En el texto de lectura, ¿quiénes integraban el Gobierno de coalición que se formó en Rumania después de que el rey Miguel hiciera dimitir al Gobierno de Antonescu?

Texto de lectura
****************

En agosto de 1944, después de que las últimas defensas germano-rumanas fueron aplastadas por el Ejército Rojo, el rey Miguel hizo dimitir al Gobierno de Antonescu y pidió que terminaran las hostilidades. Se formó entonces un Gobierno de coalición integrado por conservadores, socialistas y comunistas. Pero la coalición poco valor tuvo cuando algunos días más tarde se firmó un armisticio que colocó a Rumania bajo la autoridad directa del Alto Mando Soviético. El embajador Harriman hizo saber entonces a Washington que aquello daba a los soviéticos un control policíaco inmediato en Rumania, y un posterior dominio político sobre el país. El Departamento de Estado contestó a Harriman que podía protestar, pero aquella protesta, lo mismo que una idéntica de la Gran Bretaña, hizo muy escaso efecto en Stalin. Pocas semanas más tarde, algunos observadores occidentales de Bucarest comenzaron a informar que Rumania estaba siendo arrastrada cada vez más firmemente a la esfera comunista.
El caso de Bulgaria fue una variación sobre el mismo tema. Si bien su Gobierno nunca había declarado la guerra a Rusia, las tropas búlgaras ayudaron a Hitler a dominar los Balcanes.
Cuando Rumania se vio invadida por el Ejército Rojo y atraída a su órbita, cayó el Gobierno búlgaro, y el nuevo que subió rescindió su pacto con Hitler, prometiendo neutralidad incondicional. Pero esto no fue bastante para Stalin, quien envió sus tropas, que cruzaron la frontera. Fue una conquista incruenta, en la que los búlgaros no sólo recibieron al Ejército Rojo llenos de entusiasmo, sino que establecieron un nuevo Gobierno de coalición integrado por numerosas facciones, entre las que se incluía el Partido Comunista. Lo mismo que en Rumania, el Ejército Rojo adquirió el control total y la coalición sólo resultó una farsa, pues a cada día que pasaba, el país se acercaba más al comunismo.
2
El siguiente objetivo del Ejército Rojo fue Yugoslavia, país que constituía un ejemplo de contradicciones. El jefe de la lucha contra Hitler era un comunista mirado con disgusto y desconfianza por el primer comunista del mundo, y al que admiraba y apoyaba uno de los mayores demócratas del momento. Para Stalin, Tito era un advenedizo pagado de sí mismo, mientras que para Churchill era un valiente luchador, empeñado en una patriótica contienda contra Hitler.

****************

Segmento de datos

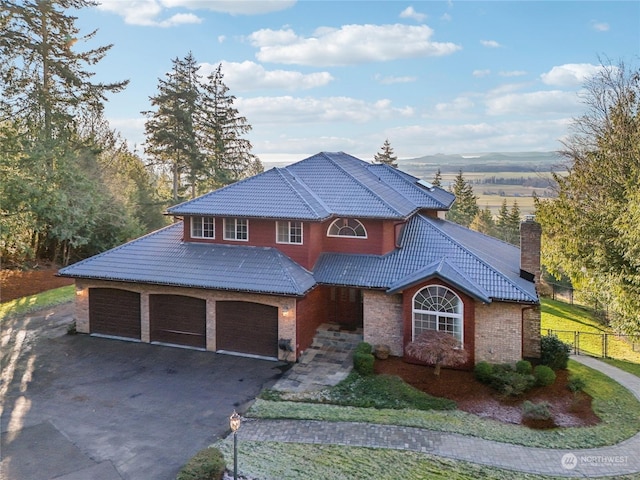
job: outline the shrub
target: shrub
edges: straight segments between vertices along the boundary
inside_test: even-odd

****************

Resultado
Conservadores, socialistas y comunistas.